Luiz
Pacheco (Lisboa, Portugal,
1925 – Montijo, Portugal, 2008).
Escritor, editor e crítico
literário, foi um homem de personalidade invulgar. Irreverente, culto,
livre-pensador. É uma das personalidades destacadas da literatura do século XX.
É considerado um escritor maldito.
Cesariny
versus Breton
Cesariny queixa-se que
França é larápio porque lhe roubou a ideia de ter ido a Paris cheirar o rabo do
Breton. Diz que quando lá chegou o rabo do Breton já estava tão cheirado pelo
França que mesmo muito espremido não conseguiu arrancar-lhe o mais pequeno traque
de surrealismo para trazer para Portugal.

■ Ações necessárias
#1 Por favor, reescreva em forma de lista o parágrafo do texto sobre Luiz Pacheco que começa por "Luiz Pacheco (Lisboa, Portugal", mantendo as informações principais.
#2 Dê seguimento ao texto sobre Luiz Pacheco a partir da última frase apresentada.

■ Dados fornecidos

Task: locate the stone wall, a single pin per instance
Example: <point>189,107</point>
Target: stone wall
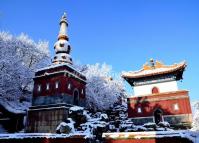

■ Resultados por tarefa
#1
- Nasceu em Lisboa, Portugal, em 1925, e morreu no Montijo, Portugal, em 2008.
- Foi escritor, editor e crítico literário.
- Tinha uma personalidade invulgar: era irreverente, culto e livre-pensador.
- É uma das personalidades destacadas da literatura do século XX.
- É considerado um escritor maldito.

#2
Quando chegou a Lisboa já
António Pedro implantara o Surrealismo Minhoto…
Estas e outras alegações
se podiam ler num panfleto lançado, distribuído em Lisboa nos anos 50.
Semianónimo: porque assinado por Delfim da Costa, dito o Cangalheiro da Cidade, que um investigador do Porto, Petrus,
afirmava mais tarde ser um tal Margarido, escritor angolano pouco conhecido.
O episódio ali referido,
ter Cesariny ido a Paris contactar André Breton e este ter-lhe dado com a porta
na cara, é, porém, histórico.
Alertado por uma denúncia
muito feia, vinda do A. Pedro, Breton encheu-se de pruridos machistas e não
quis receber o jovem poeta português, ao tempo quase uma criança. Insólitos
preconceitos! Principalmente, em quem tanto defendia o Amor Louco! Cesariny
nunca lhe perdoou, era o que faltava.
Meio século a jurar
vingança, viu-se na semana passada a resultante: Cesariny vem para o Instituto
Franco-Português afirmar que «o limite do surrealismo, como dizia Breton, era
sair à rua e matar toda a gente.»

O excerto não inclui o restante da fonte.